*Texte fourni:*

——————————

Que dire du « concours » en lui-même ? Sur seize projets présentés, une moitié d’entre eux étaient assez développés pour qu’on puisse y deviner un film. Les trois « élus » par les jurés (qui ne nous ont pas été présentés bien que nous leur ayons fait chacun notre tour un dangereux show de Music-hall, risquant, à chaque instant, de tomber de scène) sont Hasta el fin de los días de Mauricio Bidault, Maderas musicales de Carlos Montes de Oca et Hotel de paso de Paulina Sánchez, trois projets bien ficelés menés par des réalisateurs et réalisatrices au fort point de vue. Chacun a obtenu un prix de 3 000 euros environ. J’en pince pour Hotel de Paso : un hôtel à la frontière avec les Etats-Unis où les migrants sont à la croisée des chemins, espérons que Paulina pourra produire son film dans des délais raisonnables et avec un budget confortable.

Pour conclure, je pourrais mentionner que j’ai bien aimé les petits canapés et le vin rouge servis au pot de clôture du DOCS Forum ; par contre, je lance un appel désespéré aux organisateurs : Mesdames et Messieurs les organisatrices et les organisateurs, je vous en supplie, je vous en conjure, n’appelez plus à la rescousse les producteurs de canettes de « Whisky – Coca tout faits » pour la soirée de remise de prix… je sais bien que vous devez faire avec les sponsors pour pouvoir monter votre évènement mais passer une fois par la torture est déjà bien suffisant dans un même festival…

Ludovic Bonleux

PS : Selon les murs qui, comme nous le savons tous, ont vent de bien des rumeurs, un Sunny Side mexicain serait en préparation pour 2012… C’est le moment de commencer à féconder ses tiroirs à projets… et de préparer son voyage. Ici, je connais un hôtel sympa.

——————————

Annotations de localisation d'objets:
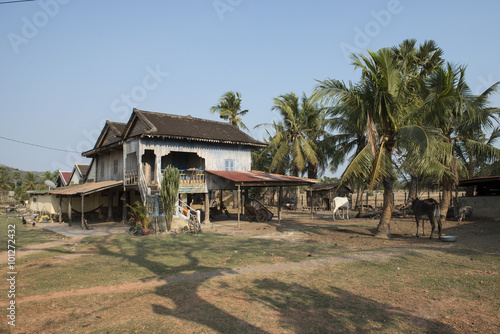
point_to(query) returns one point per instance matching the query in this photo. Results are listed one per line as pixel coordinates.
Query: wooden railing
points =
(143, 186)
(131, 177)
(192, 176)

——————————

*Consigne:* Recopiez à l'identique le passage du texte sur le DOCS Forum, de « Ludovic Bonleux » à « un hôtel sympa. ».

*Réponse attendue:*
Ludovic Bonleux

PS : Selon les murs qui, comme nous le savons tous, ont vent de bien des rumeurs, un Sunny Side mexicain serait en préparation pour 2012… C’est le moment de commencer à féconder ses tiroirs à projets… et de préparer son voyage. Ici, je connais un hôtel sympa.